- _SUPPLIED PASSAGE_:

•••••

The case was then tried as scheduled on October 10 and 11, 2013, before Judge Bass. At the start of the trial Thompson had another opportunity to address the court but did not raise any issues concerning his attorney. After the State rested its case-in-chief, Judge Bass conducted a colloquy with Thompson where he stated his intention to exercise his right to remain silent and that he did not wish to call any other witnesses to testify.
During closing argument a juror became ill and was ultimately excused. Judge Bass consulted Thompson regarding her intention to excuse the juror. The following discussion occurred:
The Court: Do you agree with everything?
Defendant Thompson: Yes, I do.
The Court: Do you have any comment?
Defendant Thompson: No. Everything — I’m okay with everything.
Thompson was found guilty and sentenced to life imprisonment. Other than the one mentioned on October 3, 2013, Thompson does not identify any other instances before the trial court where he sought to address his representation by his trial attorney. Thompson never filed a written motion raising ineffective assistance of counsel or any other complaint regarding trial counsel.
In Hardwick v. State, 521 So.2d 1071, 1074-75 (Fla.1988), superceded on other grounds as recognized in, McKenzie v. State, 29 So.3d 272 (Fla.2010), the Florida Supreme Court adopted a procedure, based on Nelson, for inquiring into a defendant’s request to discharge appointed counsel based on a claim of incompetence. “When faced with a motion to dismiss ap*456pointed counsel, the court has a duty to ascertain from the defendant whether the request is unequivocal and to explore the reasons behind the request; this is a preliminary Nelson inquiry.” Jackson v. State, 33 So.3d 833, 835 (Fla. 2d DCA 2010) (italics in original).

•••••

- _STORED ROWS_:
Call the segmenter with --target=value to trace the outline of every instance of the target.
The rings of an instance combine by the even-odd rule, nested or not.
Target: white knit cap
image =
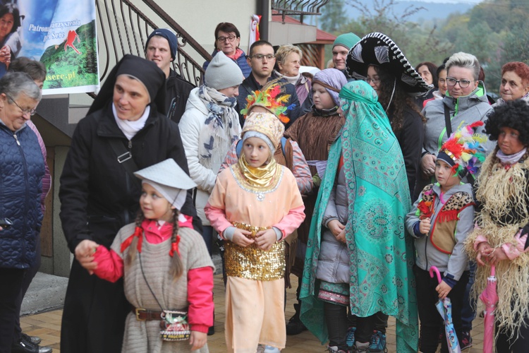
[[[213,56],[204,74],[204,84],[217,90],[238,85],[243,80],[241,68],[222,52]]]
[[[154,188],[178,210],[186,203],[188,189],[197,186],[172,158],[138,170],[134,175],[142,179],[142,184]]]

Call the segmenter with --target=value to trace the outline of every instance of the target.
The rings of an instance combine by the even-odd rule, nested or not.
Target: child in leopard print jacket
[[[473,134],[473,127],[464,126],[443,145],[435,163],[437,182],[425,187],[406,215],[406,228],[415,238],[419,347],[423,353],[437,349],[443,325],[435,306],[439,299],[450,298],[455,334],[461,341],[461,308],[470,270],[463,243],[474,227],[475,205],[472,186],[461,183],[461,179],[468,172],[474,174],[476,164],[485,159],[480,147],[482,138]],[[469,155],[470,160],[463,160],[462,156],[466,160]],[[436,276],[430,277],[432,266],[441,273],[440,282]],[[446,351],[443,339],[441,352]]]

•••••

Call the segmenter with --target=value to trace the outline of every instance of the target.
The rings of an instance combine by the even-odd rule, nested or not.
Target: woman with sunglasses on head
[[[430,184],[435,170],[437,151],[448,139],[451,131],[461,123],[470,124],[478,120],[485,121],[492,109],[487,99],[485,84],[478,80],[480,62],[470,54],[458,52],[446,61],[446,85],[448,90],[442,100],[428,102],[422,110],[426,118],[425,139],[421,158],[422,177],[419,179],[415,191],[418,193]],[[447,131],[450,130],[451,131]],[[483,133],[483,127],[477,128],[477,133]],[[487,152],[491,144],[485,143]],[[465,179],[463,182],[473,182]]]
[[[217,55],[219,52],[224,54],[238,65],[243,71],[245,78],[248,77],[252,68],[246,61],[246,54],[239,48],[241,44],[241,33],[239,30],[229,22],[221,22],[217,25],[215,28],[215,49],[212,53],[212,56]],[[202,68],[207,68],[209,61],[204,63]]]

•••••

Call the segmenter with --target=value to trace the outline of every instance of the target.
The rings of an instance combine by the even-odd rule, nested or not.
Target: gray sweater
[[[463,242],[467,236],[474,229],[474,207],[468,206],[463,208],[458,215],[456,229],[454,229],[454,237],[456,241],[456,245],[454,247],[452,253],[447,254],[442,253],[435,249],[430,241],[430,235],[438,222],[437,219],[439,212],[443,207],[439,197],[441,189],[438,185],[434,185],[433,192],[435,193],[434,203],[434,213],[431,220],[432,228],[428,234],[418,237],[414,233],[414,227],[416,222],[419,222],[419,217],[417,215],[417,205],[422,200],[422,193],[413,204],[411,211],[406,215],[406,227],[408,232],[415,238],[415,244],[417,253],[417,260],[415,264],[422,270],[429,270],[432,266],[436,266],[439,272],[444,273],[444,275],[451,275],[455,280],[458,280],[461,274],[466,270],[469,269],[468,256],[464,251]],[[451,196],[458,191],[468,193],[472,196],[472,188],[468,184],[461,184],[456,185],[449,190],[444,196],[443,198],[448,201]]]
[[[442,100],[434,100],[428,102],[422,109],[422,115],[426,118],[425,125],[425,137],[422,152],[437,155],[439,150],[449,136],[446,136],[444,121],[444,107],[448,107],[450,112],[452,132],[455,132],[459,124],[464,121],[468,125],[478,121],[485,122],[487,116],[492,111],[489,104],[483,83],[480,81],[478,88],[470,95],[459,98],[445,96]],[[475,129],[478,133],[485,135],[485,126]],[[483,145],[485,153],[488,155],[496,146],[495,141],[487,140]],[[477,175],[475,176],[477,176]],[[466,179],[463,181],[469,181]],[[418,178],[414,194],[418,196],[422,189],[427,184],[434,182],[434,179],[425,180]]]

•••••

- _GIVEN TASK 1_:
According to the Thompson trial passage, what sentence did Thompson receive after being found guilty?
- _GIVEN TASK 2_:
Reproduce the Thompson trial passage between "The case was" and "have any comment?", inclusive.
The data stands apart from the passage.

- _CORRECT OUTPUT 1_:
Life imprisonment.

- _CORRECT OUTPUT 2_:
The case was then tried as scheduled on October 10 and 11, 2013, before Judge Bass. At the start of the trial Thompson had another opportunity to address the court but did not raise any issues concerning his attorney. After the State rested its case-in-chief, Judge Bass conducted a colloquy with Thompson where he stated his intention to exercise his right to remain silent and that he did not wish to call any other witnesses to testify.
During closing argument a juror became ill and was ultimately excused. Judge Bass consulted Thompson regarding her intention to excuse the juror. The following discussion occurred:
The Court: Do you agree with everything?
Defendant Thompson: Yes, I do.
The Court: Do you have any comment?